One Mormon's Conversion

By Jim F

http://farm3.static.flickr.com/2669/4119981583_8fe5558241_m.jpgI don't think I've ever written an account of my conversion except in a devotional address that I did at BYU several years ago. Even then, I didn't give a full account. Part of my reason is that the story is extremely personal. I don't mind telling others about it if the occasion is right, but the public character of writing and the super-public character of the internet has made me worry about what would happen were this story written down.

Of course, I've told any number of versions of the story because the occasions for telling it have demanded different emphases and because, over time, some things stand out as more important than they once did. That is another reason for worrying about putting my account in writing: I'm not sure that I want any one of its versions to become the "official" one. Nevertheless, I've decided to put mine in writing.

During the summer of 1961, I was a couple of months short of fourteen years old. With other junior grade U.S. Army officers, my father was enrolled in a hospital administration program run by Baylor University at Brooke Army Medical Center in San Antonio, Texas. During breaks between classes, the participants talked and relaxed in the coffee room, but one of the other participants who sat next to my father in many classes didn't drink coffee. Instead, Bob Clark drank Postum. One day my father asked if he could try some. Of course he could, but after one sip he didn't want any more. "It tasted like boiled floor sweepings," Dad said. The question of why anyone would drink that stuff led, of course, to a discussion of the Word of Wisdom and, you will be surprised to learn, to two questions: "What do you know about the Mormons?" and "Would you like to know more?"

The answer to the first question was, "No more than what we picked up when we stopped at Temple Square on a trip through the West a year or so ago." That wasn't much. I'm not sure what my parents' reaction was, but I remember sitting in the back seat of our car reading the Articles of Faith on a missionary card. Little of it seemed very different to me than my own beliefs. I was a member of the Disciples of Christ Church, one of the ecclesial descendants of the Campbellites, and I was beginning to think about perhaps being a Disciples minister. The stuff about the Book of Mormon was curious, and the idea that the new Jerusalem would be built in the Americas was outright strange. Otherwise, it looked like standard doctrine; it certainly didn't make us want to know more. But the Postum and the fact that my father liked Bob raised Dad's curiosity, so the answer to the second question was "Yes." He and my mother were invited for supper with "two friends" the coming Saturday.

**EXERCISE:**
Condense the paragraph of the conversion account that begins "During the summer of 1961" into a short bulleted list of its main facts.

[Excerpts from a dataset]
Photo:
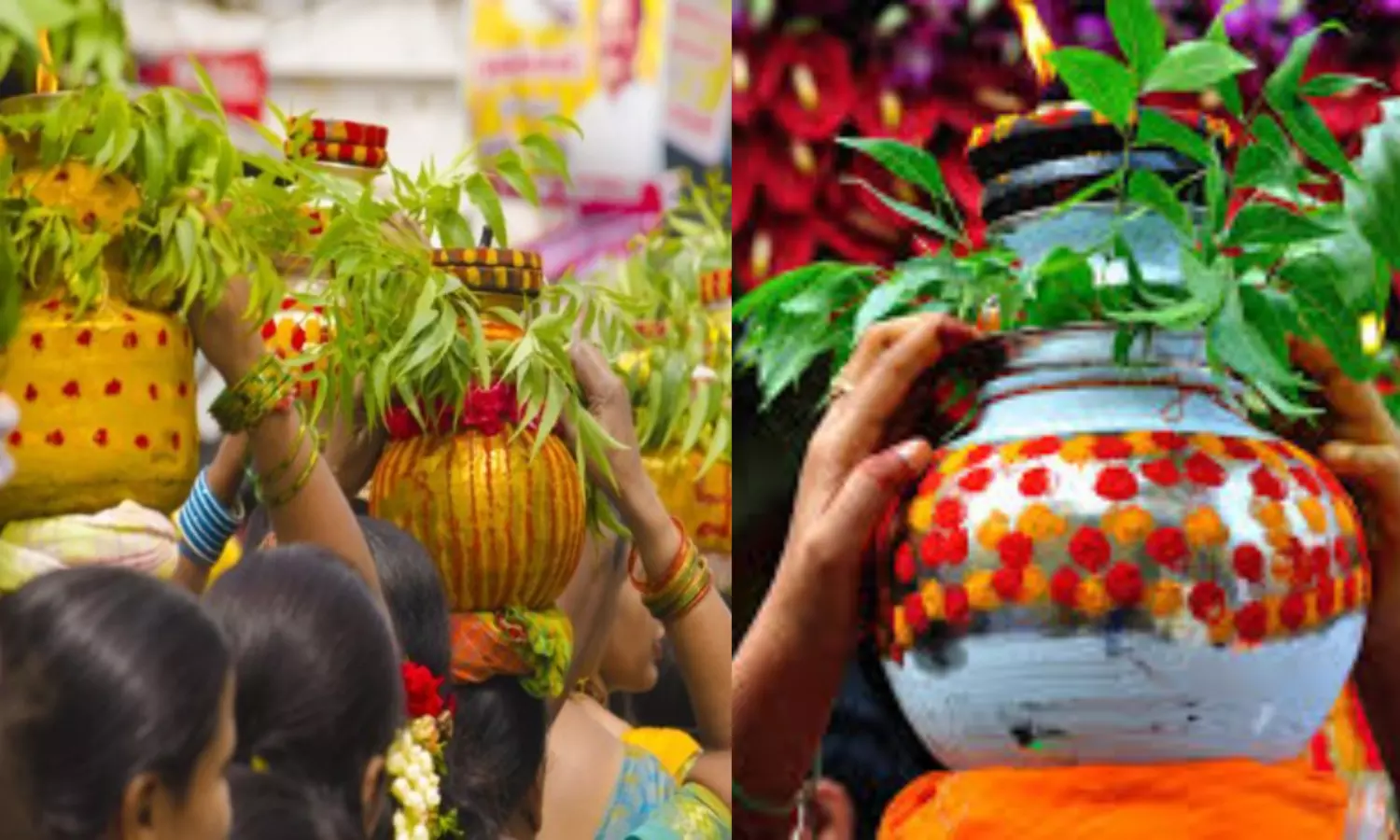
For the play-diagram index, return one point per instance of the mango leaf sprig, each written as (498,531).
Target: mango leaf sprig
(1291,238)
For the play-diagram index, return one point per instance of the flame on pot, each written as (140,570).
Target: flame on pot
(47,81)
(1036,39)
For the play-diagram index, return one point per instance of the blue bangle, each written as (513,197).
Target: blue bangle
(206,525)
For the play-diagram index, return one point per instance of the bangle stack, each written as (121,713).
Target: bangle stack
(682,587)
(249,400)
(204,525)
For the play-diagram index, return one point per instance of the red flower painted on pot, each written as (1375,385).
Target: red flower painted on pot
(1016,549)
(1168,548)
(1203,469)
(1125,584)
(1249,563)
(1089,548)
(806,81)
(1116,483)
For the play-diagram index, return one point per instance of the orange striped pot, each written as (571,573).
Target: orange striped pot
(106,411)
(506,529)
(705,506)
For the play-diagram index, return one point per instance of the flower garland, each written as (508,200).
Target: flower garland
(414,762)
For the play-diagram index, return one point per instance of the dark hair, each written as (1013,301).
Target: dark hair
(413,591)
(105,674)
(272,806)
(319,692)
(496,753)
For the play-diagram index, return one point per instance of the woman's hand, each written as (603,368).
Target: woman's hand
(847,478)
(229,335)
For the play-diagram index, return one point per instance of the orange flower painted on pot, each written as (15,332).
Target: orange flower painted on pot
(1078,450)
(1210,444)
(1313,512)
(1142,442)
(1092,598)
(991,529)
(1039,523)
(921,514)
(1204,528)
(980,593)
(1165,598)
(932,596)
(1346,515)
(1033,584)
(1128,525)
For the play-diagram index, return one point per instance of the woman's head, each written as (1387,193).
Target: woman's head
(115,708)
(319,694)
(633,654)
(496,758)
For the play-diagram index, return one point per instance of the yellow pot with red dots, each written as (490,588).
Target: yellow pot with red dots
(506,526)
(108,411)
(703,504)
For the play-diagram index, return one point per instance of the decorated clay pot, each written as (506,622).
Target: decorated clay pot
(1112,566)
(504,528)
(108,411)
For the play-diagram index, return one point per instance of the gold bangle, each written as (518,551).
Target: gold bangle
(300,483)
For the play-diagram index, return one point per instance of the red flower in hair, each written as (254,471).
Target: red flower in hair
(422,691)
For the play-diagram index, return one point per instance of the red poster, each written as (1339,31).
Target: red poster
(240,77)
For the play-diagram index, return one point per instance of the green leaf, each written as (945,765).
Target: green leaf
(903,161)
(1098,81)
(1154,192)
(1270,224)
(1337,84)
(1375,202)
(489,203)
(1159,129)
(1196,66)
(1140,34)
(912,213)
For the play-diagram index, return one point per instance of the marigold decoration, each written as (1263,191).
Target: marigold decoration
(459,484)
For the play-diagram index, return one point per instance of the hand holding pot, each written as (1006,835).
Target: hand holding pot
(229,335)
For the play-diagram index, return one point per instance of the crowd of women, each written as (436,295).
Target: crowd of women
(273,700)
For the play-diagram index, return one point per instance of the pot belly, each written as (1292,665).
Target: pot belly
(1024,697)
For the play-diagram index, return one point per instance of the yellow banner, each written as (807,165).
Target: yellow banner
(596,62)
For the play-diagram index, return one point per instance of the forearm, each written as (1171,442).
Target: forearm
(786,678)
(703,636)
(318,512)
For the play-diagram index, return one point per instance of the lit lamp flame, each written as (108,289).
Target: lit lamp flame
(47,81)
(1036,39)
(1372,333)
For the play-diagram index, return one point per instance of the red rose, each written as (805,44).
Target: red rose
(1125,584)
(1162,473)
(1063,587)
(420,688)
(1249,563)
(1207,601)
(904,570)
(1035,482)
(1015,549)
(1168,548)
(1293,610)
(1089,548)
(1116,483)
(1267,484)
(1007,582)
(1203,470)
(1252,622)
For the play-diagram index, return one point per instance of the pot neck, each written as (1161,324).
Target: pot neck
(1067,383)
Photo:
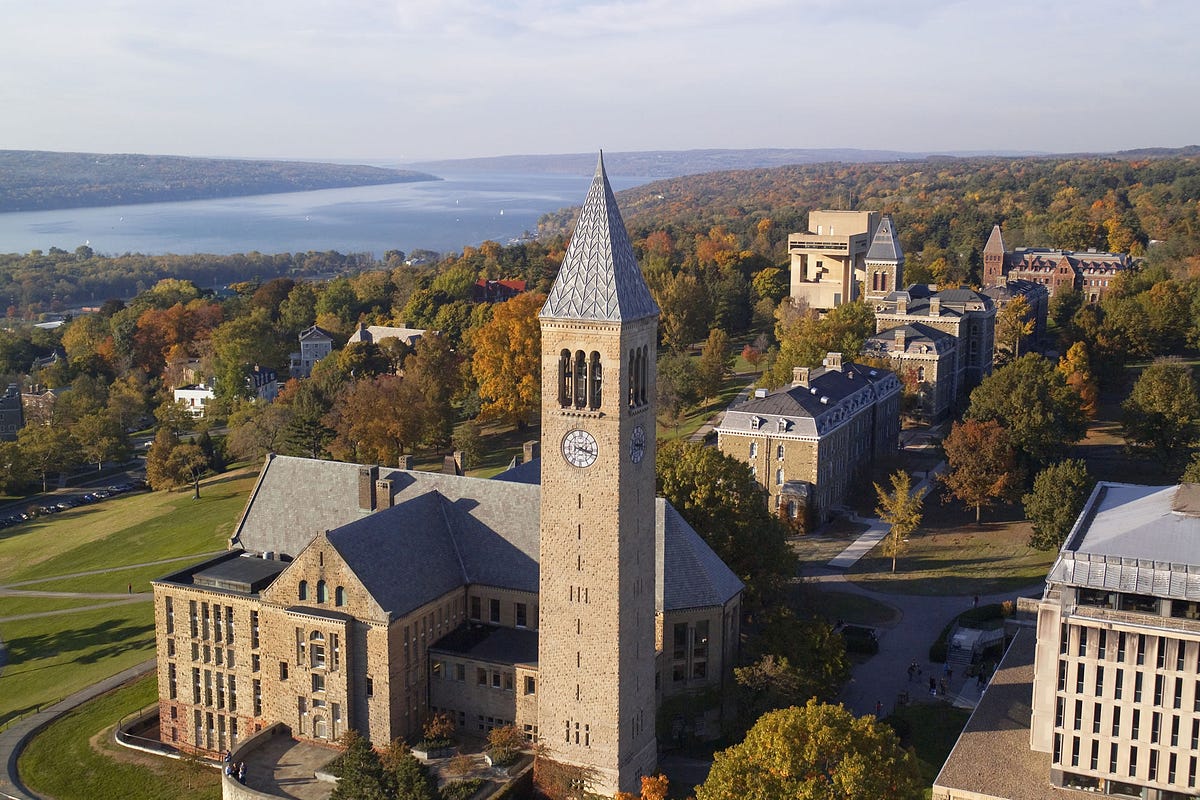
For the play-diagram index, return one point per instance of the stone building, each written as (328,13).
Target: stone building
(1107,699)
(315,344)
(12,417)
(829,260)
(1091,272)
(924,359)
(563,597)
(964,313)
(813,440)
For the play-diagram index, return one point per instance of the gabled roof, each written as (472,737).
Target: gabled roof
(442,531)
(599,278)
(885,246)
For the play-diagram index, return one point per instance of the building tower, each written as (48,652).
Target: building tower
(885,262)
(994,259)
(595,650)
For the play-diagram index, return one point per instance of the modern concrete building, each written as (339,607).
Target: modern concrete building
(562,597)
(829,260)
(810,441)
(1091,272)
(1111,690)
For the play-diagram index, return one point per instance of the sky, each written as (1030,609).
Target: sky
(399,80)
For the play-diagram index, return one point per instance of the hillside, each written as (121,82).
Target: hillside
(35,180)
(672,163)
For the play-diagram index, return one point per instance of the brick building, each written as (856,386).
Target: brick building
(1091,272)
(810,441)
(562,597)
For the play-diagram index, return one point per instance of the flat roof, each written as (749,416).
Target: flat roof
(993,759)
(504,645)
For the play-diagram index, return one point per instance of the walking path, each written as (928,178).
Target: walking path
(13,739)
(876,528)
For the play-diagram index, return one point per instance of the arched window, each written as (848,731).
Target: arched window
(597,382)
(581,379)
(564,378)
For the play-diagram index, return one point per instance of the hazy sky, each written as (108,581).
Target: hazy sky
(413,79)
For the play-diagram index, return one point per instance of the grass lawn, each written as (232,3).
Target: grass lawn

**OUTPUT FOR THIS TASK:**
- In summer 1961, the writer was a couple of months short of fourteen.
- The writer's father, a junior grade U.S. Army officer, was in a hospital administration program run by Baylor University at Brooke Army Medical Center in San Antonio, Texas.
- Participants relaxed in the coffee room between classes, but Bob Clark, who often sat next to the father, drank Postum instead of coffee.
- The father tried a sip and disliked it, saying it "tasted like boiled floor sweepings."
- Asking why anyone would drink it led to a discussion of the Word of Wisdom and two questions: "What do you know about the Mormons?" and "Would you like to know more?"